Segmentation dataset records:
## Begin

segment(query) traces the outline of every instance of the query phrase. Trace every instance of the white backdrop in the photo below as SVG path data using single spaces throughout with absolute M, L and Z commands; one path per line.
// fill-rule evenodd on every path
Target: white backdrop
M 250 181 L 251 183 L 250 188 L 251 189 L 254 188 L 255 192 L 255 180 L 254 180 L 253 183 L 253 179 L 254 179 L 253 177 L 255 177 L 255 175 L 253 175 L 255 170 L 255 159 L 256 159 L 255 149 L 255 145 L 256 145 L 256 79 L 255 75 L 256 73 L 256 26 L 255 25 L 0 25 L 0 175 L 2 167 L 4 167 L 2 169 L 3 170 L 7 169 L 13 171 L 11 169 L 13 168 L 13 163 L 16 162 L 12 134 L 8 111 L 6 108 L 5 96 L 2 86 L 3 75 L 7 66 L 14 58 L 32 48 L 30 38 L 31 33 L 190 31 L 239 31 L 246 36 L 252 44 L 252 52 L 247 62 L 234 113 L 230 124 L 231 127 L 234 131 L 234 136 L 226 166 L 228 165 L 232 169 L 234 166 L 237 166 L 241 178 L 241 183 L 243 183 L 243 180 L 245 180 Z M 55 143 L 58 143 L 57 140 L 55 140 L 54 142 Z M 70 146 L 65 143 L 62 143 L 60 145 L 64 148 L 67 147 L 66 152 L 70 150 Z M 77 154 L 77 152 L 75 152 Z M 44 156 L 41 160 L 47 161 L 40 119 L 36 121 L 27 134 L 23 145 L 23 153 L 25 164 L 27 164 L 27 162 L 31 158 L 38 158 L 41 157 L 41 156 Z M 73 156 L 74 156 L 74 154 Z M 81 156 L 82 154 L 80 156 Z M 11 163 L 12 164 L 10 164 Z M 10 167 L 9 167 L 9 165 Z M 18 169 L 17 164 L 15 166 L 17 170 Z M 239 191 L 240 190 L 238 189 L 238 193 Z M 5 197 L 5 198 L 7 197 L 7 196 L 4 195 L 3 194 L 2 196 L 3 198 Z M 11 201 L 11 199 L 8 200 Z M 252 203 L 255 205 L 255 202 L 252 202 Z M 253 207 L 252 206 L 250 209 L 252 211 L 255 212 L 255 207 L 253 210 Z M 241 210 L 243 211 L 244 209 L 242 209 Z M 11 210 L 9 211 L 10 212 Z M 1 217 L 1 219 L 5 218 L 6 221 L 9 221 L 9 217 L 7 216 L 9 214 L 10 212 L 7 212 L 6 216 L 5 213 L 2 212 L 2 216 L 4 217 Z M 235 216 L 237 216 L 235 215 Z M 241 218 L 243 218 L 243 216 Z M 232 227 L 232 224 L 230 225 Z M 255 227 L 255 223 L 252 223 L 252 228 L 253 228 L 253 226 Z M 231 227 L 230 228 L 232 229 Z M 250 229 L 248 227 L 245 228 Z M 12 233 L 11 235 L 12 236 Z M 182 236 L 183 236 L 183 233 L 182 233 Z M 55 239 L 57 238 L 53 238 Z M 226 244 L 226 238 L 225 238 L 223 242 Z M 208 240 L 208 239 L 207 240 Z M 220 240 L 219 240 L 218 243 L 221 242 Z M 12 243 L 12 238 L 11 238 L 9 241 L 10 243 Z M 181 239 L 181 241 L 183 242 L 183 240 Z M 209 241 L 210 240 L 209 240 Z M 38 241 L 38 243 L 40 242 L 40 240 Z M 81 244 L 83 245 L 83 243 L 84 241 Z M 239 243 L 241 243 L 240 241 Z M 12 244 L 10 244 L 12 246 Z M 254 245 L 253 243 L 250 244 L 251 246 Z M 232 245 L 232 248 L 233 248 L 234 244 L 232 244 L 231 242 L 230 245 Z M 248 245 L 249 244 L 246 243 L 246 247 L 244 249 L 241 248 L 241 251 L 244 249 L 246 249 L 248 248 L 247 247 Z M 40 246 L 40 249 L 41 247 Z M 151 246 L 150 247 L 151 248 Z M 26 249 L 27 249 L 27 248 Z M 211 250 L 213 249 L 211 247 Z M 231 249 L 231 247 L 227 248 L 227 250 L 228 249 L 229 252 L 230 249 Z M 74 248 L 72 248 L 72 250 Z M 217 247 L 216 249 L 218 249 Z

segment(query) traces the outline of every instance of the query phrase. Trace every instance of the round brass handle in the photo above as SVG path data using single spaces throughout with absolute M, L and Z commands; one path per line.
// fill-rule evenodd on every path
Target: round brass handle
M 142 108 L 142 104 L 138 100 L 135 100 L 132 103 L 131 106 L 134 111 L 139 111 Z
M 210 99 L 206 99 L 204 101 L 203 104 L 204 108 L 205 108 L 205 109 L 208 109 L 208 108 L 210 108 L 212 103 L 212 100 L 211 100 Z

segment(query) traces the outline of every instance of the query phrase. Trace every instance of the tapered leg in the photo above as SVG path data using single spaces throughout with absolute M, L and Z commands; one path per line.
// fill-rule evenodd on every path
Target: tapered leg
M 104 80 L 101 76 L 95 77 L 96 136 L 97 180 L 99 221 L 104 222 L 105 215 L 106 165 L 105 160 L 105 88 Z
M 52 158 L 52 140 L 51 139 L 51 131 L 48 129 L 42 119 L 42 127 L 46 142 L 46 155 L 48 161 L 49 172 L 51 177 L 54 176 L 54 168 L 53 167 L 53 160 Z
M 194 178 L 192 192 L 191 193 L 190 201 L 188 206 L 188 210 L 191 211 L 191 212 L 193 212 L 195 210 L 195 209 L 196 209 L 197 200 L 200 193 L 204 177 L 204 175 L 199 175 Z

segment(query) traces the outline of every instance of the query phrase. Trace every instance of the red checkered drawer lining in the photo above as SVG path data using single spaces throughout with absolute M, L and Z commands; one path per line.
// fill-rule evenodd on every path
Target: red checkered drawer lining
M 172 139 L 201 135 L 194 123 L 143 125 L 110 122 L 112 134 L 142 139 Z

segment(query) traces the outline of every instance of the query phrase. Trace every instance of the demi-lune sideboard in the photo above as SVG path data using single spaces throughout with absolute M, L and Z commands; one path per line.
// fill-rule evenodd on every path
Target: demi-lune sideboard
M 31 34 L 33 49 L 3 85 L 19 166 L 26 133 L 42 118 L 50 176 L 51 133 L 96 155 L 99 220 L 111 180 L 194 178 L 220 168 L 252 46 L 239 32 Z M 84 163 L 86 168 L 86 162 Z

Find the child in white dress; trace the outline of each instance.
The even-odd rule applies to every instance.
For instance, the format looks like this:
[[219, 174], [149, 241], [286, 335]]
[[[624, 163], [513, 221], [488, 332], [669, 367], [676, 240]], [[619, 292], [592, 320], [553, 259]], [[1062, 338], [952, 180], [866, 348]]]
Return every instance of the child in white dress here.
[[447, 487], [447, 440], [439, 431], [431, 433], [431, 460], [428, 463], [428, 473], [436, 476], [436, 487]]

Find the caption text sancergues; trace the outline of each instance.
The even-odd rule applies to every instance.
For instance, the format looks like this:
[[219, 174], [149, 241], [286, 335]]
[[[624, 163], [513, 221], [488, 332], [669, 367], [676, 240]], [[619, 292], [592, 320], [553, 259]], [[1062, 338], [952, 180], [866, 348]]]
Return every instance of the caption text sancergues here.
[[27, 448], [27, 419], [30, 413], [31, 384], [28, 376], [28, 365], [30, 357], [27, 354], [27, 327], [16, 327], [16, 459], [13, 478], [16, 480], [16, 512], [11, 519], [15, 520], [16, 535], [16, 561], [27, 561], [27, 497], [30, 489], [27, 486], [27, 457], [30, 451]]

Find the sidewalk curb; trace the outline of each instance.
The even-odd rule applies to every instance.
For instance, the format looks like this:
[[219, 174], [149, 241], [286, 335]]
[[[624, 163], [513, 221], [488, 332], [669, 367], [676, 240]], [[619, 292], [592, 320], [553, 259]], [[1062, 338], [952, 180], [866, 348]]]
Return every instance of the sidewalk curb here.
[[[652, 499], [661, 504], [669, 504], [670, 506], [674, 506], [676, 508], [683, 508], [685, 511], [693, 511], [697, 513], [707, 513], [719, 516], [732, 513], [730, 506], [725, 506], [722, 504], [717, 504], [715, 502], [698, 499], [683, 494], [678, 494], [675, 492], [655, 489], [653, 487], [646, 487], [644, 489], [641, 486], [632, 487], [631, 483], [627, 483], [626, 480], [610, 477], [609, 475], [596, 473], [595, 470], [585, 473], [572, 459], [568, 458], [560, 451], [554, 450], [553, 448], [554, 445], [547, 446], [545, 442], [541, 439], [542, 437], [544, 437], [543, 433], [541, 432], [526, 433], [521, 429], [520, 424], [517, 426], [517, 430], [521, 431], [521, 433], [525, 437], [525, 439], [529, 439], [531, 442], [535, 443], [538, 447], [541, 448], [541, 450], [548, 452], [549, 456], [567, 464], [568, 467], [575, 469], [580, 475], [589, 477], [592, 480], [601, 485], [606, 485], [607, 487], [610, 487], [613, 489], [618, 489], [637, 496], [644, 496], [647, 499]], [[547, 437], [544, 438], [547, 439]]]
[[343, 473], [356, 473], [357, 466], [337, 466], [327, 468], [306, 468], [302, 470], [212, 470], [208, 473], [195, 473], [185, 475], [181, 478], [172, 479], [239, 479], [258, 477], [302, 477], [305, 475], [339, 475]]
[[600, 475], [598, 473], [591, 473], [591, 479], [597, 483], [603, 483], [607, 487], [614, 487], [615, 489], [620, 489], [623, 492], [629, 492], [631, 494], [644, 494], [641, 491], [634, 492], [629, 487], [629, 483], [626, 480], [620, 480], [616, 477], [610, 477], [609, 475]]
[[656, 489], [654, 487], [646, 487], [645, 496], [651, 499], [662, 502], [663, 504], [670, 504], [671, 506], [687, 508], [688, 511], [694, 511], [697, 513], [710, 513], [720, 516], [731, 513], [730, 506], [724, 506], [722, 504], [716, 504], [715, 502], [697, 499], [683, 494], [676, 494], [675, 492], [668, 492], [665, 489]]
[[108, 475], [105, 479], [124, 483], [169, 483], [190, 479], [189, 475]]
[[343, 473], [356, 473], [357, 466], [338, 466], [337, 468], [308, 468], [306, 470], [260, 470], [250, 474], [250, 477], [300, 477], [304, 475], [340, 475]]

## End

Set problem ▸ Rewrite the material from the line with "Find the sidewalk" to the line with "Return every instance of the sidewalk", changing "curb" to "edge" and leaving everything else unchanged. Give only those lines.

The solution ▸
Find the sidewalk edge; trace the outline of each instance.
The even-odd rule applies to every instance.
For instance, the format looks like this:
[[219, 174], [149, 241], [286, 335]]
[[[624, 163], [513, 221], [488, 332], [669, 367], [676, 240]], [[619, 292], [592, 320], [553, 259]], [[1062, 338], [952, 180], [866, 348]]]
Return every instance of the sidewalk edge here.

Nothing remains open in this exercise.